[Image region labeling entries]
* * *

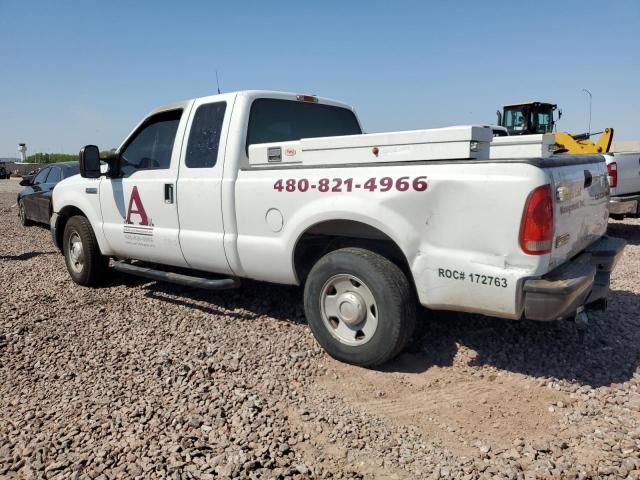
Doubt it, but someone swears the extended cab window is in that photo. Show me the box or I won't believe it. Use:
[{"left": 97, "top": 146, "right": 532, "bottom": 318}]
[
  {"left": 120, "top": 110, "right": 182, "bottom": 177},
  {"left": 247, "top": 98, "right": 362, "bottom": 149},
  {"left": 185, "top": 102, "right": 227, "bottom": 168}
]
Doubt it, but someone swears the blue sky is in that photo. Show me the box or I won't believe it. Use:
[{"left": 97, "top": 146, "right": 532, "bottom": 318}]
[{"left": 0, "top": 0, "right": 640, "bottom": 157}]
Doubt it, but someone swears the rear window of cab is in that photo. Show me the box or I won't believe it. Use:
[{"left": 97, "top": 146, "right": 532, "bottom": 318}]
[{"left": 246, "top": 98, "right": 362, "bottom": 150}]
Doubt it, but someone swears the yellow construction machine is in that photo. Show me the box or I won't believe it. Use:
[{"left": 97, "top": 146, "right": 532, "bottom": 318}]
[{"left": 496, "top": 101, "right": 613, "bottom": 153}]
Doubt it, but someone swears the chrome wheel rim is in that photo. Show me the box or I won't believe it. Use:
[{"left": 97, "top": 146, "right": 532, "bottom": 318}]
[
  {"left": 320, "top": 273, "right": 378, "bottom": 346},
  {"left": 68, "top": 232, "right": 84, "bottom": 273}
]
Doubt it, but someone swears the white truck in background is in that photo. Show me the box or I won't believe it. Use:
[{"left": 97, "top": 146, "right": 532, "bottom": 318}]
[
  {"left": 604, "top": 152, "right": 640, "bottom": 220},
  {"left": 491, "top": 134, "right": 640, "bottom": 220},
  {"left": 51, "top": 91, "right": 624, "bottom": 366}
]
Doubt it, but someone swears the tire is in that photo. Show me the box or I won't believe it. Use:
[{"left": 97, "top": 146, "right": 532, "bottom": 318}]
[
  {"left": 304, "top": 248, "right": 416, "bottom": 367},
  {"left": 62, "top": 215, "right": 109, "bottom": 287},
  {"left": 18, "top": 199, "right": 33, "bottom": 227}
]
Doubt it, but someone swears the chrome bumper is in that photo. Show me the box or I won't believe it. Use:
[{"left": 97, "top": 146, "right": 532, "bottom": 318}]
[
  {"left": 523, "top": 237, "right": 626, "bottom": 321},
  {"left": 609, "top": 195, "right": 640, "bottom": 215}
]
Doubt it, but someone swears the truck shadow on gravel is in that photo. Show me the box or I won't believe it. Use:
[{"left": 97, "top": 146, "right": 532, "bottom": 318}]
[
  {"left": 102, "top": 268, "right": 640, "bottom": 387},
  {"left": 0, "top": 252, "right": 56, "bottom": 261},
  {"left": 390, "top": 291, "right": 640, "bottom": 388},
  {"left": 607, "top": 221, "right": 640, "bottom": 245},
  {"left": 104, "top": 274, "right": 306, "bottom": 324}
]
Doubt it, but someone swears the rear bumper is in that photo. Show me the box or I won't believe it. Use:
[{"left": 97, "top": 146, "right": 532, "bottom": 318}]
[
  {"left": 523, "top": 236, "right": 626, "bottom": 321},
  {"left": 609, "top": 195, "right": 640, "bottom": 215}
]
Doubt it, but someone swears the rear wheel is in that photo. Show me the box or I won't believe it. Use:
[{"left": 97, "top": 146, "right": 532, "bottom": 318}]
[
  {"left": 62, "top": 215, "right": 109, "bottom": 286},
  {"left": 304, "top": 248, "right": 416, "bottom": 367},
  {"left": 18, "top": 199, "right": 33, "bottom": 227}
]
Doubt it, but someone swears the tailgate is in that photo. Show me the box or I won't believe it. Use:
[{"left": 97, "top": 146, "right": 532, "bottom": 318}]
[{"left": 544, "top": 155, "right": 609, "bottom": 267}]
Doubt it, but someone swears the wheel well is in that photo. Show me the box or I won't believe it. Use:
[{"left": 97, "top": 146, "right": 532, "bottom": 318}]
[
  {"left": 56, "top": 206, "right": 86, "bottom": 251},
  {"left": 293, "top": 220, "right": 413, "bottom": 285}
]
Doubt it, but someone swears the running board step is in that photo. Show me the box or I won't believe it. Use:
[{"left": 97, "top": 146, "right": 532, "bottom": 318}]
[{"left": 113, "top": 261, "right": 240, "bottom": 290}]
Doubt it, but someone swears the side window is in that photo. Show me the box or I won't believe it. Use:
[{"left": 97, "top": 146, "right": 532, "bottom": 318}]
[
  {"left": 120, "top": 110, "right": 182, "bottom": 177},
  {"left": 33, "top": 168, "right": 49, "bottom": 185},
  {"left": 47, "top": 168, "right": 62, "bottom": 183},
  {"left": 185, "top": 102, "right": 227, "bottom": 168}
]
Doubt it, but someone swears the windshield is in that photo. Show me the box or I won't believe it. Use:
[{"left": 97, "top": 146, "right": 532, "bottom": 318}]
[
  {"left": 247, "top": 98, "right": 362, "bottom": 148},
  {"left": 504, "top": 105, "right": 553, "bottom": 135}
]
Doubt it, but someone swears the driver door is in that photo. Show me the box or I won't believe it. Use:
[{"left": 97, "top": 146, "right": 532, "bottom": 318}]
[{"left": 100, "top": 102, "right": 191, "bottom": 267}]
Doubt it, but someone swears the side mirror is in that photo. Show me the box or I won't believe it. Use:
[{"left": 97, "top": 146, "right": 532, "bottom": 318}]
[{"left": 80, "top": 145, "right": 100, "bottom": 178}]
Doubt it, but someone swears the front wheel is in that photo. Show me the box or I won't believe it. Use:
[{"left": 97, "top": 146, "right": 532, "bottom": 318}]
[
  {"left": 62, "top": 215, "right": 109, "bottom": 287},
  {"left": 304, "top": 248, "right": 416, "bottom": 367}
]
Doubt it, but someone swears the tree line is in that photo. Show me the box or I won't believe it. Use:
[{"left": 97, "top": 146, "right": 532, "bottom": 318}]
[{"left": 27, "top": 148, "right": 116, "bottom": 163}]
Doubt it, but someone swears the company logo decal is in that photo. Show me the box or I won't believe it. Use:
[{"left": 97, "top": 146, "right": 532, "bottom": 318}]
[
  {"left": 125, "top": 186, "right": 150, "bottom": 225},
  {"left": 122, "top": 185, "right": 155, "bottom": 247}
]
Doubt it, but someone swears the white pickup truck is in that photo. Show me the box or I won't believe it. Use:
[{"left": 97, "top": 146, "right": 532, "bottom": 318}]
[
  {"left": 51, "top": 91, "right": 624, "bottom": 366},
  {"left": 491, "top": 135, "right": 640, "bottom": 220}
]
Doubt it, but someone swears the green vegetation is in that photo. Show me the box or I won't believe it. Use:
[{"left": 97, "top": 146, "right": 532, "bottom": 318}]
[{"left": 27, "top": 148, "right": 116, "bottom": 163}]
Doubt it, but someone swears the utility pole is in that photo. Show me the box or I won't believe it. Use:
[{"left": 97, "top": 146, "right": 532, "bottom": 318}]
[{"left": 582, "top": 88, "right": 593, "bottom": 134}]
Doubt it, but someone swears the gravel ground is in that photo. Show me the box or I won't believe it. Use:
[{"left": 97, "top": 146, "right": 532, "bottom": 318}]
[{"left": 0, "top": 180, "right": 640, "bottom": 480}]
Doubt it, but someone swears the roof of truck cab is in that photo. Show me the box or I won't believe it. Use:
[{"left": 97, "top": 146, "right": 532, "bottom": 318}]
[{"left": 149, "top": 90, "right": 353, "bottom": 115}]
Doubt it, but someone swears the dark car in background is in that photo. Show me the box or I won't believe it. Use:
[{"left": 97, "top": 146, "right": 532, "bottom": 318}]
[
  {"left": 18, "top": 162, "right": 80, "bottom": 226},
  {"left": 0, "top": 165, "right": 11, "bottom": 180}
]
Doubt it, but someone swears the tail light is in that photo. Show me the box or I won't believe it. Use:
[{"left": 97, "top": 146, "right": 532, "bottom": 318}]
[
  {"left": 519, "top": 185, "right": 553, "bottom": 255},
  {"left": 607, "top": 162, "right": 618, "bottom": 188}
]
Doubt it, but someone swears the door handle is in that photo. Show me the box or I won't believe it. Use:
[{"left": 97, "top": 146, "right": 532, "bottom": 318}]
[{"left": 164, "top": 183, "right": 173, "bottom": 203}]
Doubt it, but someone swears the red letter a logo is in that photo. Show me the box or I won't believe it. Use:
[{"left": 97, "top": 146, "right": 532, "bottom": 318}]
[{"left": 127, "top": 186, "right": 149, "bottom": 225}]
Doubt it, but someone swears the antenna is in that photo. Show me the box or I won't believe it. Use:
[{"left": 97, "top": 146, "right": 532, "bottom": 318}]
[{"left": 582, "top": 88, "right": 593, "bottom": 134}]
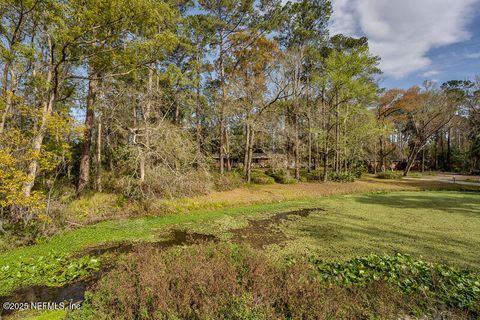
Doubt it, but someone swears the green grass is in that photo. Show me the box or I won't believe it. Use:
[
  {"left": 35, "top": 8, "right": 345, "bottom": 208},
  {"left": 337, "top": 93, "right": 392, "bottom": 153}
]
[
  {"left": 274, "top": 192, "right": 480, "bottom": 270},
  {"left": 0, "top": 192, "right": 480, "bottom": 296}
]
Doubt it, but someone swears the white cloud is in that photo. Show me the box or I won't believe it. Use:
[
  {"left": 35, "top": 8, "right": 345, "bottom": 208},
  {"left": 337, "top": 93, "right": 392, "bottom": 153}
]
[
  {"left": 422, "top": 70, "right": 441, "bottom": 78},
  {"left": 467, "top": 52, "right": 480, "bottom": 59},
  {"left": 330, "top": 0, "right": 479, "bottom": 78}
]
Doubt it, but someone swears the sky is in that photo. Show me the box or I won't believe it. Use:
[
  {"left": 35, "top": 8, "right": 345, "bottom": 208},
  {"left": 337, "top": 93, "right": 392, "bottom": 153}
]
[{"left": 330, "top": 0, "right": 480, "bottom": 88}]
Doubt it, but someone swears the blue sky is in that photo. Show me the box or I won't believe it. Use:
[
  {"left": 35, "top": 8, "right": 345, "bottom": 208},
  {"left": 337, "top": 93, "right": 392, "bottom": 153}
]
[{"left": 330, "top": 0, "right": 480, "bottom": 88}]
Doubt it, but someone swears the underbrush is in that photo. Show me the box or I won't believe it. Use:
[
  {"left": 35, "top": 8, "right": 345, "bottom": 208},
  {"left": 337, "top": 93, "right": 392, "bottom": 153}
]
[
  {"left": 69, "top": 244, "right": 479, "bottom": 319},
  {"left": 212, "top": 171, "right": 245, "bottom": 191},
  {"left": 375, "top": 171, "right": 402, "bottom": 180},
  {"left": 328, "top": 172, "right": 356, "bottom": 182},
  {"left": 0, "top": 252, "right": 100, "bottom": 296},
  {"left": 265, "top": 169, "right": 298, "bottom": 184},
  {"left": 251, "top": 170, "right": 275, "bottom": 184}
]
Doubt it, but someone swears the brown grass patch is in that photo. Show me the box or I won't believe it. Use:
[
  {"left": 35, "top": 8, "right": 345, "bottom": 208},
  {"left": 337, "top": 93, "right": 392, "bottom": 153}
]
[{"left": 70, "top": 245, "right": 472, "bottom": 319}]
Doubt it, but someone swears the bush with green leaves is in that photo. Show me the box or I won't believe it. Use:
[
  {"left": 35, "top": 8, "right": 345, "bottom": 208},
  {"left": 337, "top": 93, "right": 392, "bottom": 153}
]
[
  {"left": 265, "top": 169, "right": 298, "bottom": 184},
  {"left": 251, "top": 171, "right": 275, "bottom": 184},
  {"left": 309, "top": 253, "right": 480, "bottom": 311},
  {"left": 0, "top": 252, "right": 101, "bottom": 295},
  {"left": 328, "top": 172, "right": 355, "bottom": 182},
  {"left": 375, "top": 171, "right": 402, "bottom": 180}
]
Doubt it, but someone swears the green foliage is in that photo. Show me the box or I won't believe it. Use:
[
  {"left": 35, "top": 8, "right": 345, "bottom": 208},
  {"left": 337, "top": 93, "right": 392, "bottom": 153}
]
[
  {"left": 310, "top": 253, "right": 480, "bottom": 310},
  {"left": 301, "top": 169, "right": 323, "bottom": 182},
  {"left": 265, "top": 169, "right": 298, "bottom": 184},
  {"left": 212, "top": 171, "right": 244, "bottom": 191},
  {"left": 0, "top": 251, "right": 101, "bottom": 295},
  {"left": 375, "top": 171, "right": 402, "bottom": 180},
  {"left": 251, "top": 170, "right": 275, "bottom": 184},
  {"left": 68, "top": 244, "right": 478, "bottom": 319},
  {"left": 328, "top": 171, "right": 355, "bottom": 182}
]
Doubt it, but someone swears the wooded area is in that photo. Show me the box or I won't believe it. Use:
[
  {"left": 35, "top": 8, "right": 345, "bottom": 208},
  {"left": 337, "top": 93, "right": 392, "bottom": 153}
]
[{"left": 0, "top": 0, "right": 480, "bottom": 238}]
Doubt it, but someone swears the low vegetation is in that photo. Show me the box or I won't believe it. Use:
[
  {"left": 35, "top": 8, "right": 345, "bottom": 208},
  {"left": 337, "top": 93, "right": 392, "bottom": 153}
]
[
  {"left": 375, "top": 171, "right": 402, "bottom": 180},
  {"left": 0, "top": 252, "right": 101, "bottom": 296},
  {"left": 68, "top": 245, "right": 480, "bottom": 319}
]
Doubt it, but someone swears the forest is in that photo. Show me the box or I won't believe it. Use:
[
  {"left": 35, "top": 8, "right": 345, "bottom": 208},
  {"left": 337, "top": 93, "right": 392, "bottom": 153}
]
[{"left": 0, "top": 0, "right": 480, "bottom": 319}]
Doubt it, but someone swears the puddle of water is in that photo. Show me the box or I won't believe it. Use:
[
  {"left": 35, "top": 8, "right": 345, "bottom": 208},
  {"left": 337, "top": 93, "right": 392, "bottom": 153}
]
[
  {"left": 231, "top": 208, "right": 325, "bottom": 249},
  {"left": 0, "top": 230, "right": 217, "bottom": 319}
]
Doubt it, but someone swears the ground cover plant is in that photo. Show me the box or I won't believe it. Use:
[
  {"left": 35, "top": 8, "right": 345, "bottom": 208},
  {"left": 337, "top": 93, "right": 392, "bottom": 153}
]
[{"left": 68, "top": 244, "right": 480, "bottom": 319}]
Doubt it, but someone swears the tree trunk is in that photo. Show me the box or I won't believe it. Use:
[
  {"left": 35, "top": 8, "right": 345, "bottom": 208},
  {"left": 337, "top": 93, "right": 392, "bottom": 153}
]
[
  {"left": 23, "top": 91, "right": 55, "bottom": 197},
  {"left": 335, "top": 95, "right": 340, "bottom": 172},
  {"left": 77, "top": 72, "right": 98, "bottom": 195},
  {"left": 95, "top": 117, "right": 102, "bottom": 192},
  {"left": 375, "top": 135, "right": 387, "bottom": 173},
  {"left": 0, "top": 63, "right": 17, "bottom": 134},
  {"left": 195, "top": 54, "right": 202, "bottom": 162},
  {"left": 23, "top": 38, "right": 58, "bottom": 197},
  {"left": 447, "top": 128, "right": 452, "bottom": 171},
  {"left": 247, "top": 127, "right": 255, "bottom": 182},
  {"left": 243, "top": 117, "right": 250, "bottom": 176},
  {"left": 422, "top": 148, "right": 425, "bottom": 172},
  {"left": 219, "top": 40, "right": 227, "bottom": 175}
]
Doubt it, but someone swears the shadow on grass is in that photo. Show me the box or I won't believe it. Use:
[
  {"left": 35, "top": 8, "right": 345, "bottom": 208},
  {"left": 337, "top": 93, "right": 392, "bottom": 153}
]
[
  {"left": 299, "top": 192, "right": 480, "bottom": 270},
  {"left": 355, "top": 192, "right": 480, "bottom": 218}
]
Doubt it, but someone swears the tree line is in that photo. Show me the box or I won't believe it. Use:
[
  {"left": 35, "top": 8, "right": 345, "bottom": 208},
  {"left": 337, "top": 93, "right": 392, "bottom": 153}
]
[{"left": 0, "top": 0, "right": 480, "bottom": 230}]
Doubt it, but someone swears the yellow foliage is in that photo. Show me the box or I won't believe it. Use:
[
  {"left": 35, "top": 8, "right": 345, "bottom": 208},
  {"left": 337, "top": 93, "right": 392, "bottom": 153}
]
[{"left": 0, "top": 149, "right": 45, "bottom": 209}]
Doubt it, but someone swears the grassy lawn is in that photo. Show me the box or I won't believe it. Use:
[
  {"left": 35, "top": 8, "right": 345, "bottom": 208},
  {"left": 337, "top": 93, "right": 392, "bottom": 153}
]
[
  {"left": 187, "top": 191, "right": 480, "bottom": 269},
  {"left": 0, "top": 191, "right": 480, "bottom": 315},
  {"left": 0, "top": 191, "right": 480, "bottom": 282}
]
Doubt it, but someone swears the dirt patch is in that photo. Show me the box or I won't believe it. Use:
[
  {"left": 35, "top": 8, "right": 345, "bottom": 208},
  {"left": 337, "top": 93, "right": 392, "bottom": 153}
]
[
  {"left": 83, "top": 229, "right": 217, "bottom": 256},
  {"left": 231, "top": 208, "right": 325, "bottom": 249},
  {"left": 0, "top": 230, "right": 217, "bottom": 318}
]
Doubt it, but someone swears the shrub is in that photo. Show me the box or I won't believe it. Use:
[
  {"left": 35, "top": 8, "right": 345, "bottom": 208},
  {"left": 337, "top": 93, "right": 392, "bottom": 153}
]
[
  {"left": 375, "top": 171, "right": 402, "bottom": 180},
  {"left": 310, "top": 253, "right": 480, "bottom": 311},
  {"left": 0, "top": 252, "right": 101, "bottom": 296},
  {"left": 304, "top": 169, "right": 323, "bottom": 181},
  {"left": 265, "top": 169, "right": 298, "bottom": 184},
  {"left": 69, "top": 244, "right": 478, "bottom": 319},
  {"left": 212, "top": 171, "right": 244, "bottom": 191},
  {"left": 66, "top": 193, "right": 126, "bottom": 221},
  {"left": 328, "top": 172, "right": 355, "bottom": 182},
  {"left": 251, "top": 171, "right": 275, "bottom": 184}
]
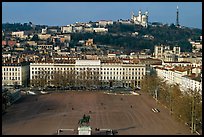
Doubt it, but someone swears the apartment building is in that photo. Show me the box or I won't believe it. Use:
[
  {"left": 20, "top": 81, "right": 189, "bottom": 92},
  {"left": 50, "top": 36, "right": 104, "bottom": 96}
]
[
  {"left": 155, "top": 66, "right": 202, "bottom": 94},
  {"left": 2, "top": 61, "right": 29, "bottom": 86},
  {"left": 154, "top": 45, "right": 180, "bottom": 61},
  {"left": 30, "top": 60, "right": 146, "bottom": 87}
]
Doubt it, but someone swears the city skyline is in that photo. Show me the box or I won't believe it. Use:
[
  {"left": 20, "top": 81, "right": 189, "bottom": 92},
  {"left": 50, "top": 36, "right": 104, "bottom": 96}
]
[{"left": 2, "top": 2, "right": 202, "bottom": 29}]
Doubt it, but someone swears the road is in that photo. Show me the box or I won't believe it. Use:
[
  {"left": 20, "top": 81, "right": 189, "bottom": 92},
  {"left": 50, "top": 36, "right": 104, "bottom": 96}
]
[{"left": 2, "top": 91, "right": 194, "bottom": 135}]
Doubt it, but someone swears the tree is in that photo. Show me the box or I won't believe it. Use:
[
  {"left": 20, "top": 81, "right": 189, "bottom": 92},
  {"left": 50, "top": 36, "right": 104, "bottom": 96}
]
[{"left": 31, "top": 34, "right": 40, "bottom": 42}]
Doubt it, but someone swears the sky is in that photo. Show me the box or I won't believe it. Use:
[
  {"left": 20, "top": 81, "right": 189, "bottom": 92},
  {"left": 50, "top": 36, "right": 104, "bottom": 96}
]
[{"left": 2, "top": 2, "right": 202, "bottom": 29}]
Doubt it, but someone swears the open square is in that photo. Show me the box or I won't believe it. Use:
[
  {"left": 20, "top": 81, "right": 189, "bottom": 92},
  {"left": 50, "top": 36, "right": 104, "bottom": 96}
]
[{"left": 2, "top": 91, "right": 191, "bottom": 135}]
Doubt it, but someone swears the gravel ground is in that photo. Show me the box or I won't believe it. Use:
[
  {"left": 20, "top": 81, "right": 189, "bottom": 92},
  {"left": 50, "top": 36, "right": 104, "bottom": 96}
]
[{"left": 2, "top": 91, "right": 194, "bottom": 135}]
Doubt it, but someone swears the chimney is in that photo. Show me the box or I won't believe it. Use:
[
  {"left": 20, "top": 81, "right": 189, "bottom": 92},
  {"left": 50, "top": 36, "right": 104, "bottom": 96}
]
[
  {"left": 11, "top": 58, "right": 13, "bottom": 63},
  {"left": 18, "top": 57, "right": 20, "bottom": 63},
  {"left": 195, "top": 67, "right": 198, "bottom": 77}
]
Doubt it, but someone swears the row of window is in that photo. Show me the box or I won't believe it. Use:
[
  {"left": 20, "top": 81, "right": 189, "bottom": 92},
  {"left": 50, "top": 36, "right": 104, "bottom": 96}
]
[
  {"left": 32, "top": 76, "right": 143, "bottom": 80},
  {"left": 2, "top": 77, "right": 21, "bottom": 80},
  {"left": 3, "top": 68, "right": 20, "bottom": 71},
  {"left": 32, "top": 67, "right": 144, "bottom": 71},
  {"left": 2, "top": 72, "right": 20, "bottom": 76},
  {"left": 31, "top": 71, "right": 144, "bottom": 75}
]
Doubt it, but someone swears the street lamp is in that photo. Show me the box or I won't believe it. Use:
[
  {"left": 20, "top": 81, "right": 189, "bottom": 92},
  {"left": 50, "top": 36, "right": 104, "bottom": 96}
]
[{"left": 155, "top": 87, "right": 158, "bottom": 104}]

* * *

**What the exercise asks:**
Extract every line from the one containing "Doubt it, but someone swears the row" through the last line of the data, inclusive, exactly as written.

**Task answer:**
Doubt it, but someone swears the row of window is in that photo. Show me the box or I won't believe it. Use:
[
  {"left": 20, "top": 81, "right": 189, "bottom": 92},
  {"left": 50, "top": 36, "right": 104, "bottom": 96}
]
[
  {"left": 32, "top": 76, "right": 143, "bottom": 80},
  {"left": 2, "top": 77, "right": 21, "bottom": 80},
  {"left": 3, "top": 68, "right": 20, "bottom": 71},
  {"left": 32, "top": 67, "right": 144, "bottom": 71},
  {"left": 2, "top": 72, "right": 20, "bottom": 76},
  {"left": 31, "top": 71, "right": 144, "bottom": 75}
]
Doubt it, but someone swears the street lamp is in that photo. Show me the box or I won't believe it. Use:
[
  {"left": 20, "top": 81, "right": 189, "bottom": 92},
  {"left": 50, "top": 36, "right": 104, "bottom": 96}
]
[{"left": 155, "top": 87, "right": 158, "bottom": 104}]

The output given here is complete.